▶ Exercise instructions
The expected output is the complete listing, copied exactly.

▶ Stored data

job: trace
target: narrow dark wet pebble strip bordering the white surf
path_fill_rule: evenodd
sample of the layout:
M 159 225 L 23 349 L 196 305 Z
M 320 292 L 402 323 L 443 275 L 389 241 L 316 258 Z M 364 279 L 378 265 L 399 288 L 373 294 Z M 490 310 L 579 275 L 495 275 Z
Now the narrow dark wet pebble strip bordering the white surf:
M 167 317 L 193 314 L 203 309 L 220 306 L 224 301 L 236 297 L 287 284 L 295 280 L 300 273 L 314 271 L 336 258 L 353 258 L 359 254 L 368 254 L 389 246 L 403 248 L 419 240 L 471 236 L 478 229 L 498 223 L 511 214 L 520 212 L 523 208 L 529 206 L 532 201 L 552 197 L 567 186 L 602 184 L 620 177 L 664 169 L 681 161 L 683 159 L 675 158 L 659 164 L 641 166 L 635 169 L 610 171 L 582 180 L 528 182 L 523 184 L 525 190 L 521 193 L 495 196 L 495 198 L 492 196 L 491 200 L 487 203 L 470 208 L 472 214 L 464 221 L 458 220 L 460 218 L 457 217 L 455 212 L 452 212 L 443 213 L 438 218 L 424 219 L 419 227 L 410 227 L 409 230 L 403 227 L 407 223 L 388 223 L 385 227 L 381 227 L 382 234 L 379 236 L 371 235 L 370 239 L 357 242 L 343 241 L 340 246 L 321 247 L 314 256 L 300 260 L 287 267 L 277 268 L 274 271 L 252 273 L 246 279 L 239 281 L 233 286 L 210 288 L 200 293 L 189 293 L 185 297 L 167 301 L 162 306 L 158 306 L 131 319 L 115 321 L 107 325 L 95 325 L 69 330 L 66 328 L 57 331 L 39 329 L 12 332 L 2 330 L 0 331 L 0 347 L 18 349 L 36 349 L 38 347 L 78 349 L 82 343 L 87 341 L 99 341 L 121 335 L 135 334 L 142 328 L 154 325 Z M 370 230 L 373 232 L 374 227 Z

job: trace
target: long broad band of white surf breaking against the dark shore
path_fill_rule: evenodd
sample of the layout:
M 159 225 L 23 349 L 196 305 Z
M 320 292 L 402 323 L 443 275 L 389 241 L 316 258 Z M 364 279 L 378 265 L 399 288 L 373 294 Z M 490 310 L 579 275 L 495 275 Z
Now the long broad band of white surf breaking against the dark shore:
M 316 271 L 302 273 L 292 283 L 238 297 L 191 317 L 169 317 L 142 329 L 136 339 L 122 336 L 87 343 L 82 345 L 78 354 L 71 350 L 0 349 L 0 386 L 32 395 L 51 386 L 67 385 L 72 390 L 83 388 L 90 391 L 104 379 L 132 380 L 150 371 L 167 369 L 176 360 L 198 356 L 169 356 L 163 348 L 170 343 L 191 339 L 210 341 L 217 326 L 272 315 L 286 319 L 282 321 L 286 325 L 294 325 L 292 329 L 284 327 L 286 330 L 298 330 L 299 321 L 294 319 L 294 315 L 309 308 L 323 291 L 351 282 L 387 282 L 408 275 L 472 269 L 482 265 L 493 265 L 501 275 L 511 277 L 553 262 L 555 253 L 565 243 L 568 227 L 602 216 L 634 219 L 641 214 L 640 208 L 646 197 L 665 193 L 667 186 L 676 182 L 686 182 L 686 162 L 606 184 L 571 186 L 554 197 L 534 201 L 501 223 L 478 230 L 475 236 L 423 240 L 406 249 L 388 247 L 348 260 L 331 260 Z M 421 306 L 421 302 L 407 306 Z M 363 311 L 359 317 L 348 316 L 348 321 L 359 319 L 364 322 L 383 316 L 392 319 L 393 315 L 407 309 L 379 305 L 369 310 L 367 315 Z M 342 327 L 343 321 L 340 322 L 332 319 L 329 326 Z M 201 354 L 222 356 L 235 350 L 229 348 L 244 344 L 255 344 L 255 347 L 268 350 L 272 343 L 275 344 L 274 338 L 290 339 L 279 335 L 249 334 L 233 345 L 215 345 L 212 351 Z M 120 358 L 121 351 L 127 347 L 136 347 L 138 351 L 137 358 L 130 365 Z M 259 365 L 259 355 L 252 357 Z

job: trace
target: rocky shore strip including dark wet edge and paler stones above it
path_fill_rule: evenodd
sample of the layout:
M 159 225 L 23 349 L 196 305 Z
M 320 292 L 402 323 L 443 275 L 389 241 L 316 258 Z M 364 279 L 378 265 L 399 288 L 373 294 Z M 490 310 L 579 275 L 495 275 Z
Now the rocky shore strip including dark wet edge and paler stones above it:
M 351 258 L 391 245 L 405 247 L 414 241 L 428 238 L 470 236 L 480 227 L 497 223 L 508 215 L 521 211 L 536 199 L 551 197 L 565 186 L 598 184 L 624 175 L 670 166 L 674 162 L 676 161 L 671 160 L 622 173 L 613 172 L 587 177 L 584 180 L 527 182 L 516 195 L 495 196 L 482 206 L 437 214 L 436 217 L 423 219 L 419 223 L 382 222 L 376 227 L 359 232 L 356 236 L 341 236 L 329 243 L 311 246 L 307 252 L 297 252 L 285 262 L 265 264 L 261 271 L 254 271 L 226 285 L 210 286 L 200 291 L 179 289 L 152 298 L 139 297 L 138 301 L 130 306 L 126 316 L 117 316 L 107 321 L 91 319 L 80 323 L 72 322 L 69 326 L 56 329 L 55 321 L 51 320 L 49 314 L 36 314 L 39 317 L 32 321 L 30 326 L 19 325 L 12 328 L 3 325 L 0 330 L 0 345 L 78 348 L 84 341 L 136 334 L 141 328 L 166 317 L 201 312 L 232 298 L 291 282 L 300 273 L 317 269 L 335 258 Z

▶ Task result
job: trace
target: narrow dark wet pebble strip bordering the white surf
path_fill_rule: evenodd
sample of the layout:
M 159 225 L 23 349 L 196 305 Z
M 320 292 L 402 323 L 443 275 L 389 241 L 316 258 Z M 364 279 L 378 265 L 399 288 L 373 294 Z M 490 310 L 579 275 L 495 275 Z
Now the narrow dark wet pebble strip bordering the white surf:
M 167 317 L 193 314 L 203 309 L 220 306 L 224 301 L 236 297 L 287 284 L 295 280 L 300 273 L 314 271 L 336 258 L 353 258 L 359 254 L 368 254 L 389 246 L 403 248 L 419 240 L 471 236 L 478 229 L 498 223 L 511 214 L 520 212 L 523 208 L 529 206 L 532 201 L 552 197 L 567 186 L 602 184 L 620 177 L 664 169 L 681 161 L 683 159 L 675 158 L 659 164 L 641 166 L 635 169 L 610 171 L 582 180 L 528 182 L 523 184 L 525 190 L 521 193 L 495 196 L 495 198 L 492 196 L 491 200 L 487 203 L 470 208 L 472 214 L 464 221 L 458 220 L 460 218 L 457 217 L 455 212 L 452 212 L 443 213 L 438 218 L 424 219 L 419 227 L 410 227 L 409 230 L 403 227 L 407 223 L 388 223 L 385 227 L 381 227 L 382 234 L 379 236 L 371 235 L 370 239 L 357 242 L 343 241 L 340 246 L 321 247 L 314 256 L 300 260 L 287 267 L 277 268 L 274 271 L 252 273 L 246 279 L 239 281 L 233 286 L 210 288 L 200 293 L 189 293 L 185 297 L 167 301 L 162 306 L 158 306 L 131 319 L 115 321 L 107 325 L 95 325 L 69 330 L 66 328 L 57 331 L 39 329 L 12 332 L 2 330 L 0 331 L 0 347 L 18 349 L 36 349 L 38 347 L 78 349 L 82 343 L 87 341 L 99 341 L 121 335 L 135 334 L 142 328 L 154 325 Z M 370 230 L 373 232 L 374 227 Z

job: trace
target: long broad band of white surf breaking against the dark shore
path_fill_rule: evenodd
sample of the layout:
M 159 225 L 23 349 L 196 305 Z
M 320 292 L 402 323 L 443 275 L 389 241 L 316 258 Z M 364 279 L 378 265 L 399 288 L 373 294 Z M 490 310 L 579 275 L 495 275 Z
Now the long broad band of white surf breaking against the dark shore:
M 316 271 L 302 273 L 292 283 L 238 297 L 191 317 L 169 317 L 142 329 L 136 339 L 122 336 L 87 343 L 82 345 L 78 354 L 71 350 L 0 349 L 0 386 L 32 395 L 51 386 L 67 385 L 72 390 L 83 388 L 90 391 L 104 379 L 132 380 L 150 371 L 167 369 L 176 360 L 198 356 L 169 356 L 163 348 L 170 343 L 191 339 L 210 341 L 217 326 L 272 315 L 286 319 L 282 321 L 286 325 L 294 325 L 292 329 L 284 327 L 286 330 L 298 330 L 299 321 L 294 319 L 294 315 L 309 308 L 323 291 L 351 282 L 387 282 L 408 275 L 472 269 L 482 265 L 493 265 L 501 275 L 511 277 L 553 262 L 555 253 L 565 243 L 568 227 L 602 216 L 634 219 L 641 214 L 640 208 L 646 197 L 665 193 L 667 186 L 676 182 L 686 182 L 686 162 L 606 184 L 571 186 L 554 197 L 534 201 L 501 223 L 478 230 L 475 236 L 423 240 L 406 249 L 388 247 L 348 260 L 331 260 Z M 421 306 L 421 302 L 407 306 Z M 363 311 L 359 317 L 348 316 L 348 321 L 359 319 L 364 322 L 383 316 L 392 319 L 393 315 L 407 309 L 379 305 L 369 310 L 367 315 Z M 342 327 L 343 321 L 340 322 L 332 319 L 329 326 Z M 201 354 L 222 356 L 235 350 L 229 348 L 244 344 L 255 344 L 255 347 L 268 350 L 272 343 L 275 344 L 274 338 L 290 339 L 279 335 L 249 334 L 233 345 L 215 345 L 212 351 Z M 120 358 L 121 351 L 127 347 L 136 347 L 138 351 L 137 358 L 130 365 Z M 259 365 L 259 355 L 252 357 Z

job: trace
target: rocky shore strip including dark wet edge and paler stones above it
path_fill_rule: evenodd
sample of the layout:
M 159 225 L 23 349 L 196 305 Z
M 320 292 L 402 323 L 443 275 L 389 241 L 316 258 Z M 364 279 L 378 265 L 399 288 L 373 294 Z M 490 310 L 579 275 L 495 275 Z
Now the rocky shore strip including dark wet edge and paler stones above it:
M 351 258 L 391 245 L 405 247 L 414 241 L 428 238 L 470 236 L 480 227 L 497 223 L 508 215 L 521 211 L 536 199 L 551 197 L 565 186 L 598 184 L 624 175 L 670 166 L 674 162 L 676 161 L 671 160 L 622 173 L 613 172 L 587 177 L 584 180 L 527 182 L 516 195 L 495 196 L 482 206 L 437 214 L 436 217 L 423 219 L 419 223 L 382 222 L 376 227 L 359 232 L 356 236 L 341 236 L 329 243 L 311 246 L 307 252 L 297 252 L 285 262 L 265 264 L 261 271 L 254 271 L 226 285 L 210 286 L 200 291 L 179 289 L 152 298 L 139 297 L 138 301 L 130 306 L 126 316 L 117 316 L 107 321 L 91 319 L 80 323 L 72 322 L 69 326 L 56 329 L 55 321 L 51 320 L 49 314 L 36 314 L 39 317 L 32 321 L 30 326 L 19 325 L 12 328 L 3 325 L 0 330 L 0 345 L 78 348 L 84 341 L 136 334 L 141 328 L 166 317 L 201 312 L 232 298 L 291 282 L 300 273 L 317 269 L 335 258 Z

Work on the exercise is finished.